- The exercise
Copy every line of the records below, requests included, but shift each coordinate in the answers up by 54.

Records from a point labeling set
::::::
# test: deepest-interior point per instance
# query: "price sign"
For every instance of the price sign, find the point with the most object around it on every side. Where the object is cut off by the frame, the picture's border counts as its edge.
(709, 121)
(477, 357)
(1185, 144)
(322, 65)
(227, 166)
::::::
- Output
# test: deepest-interior point per instance
# query: "price sign"
For every instance of the price sign, find the point with the most object around it on every side. Where the object is cut off by the frame, the picture's border counts as its edge.
(763, 175)
(531, 411)
(1239, 198)
(376, 119)
(281, 220)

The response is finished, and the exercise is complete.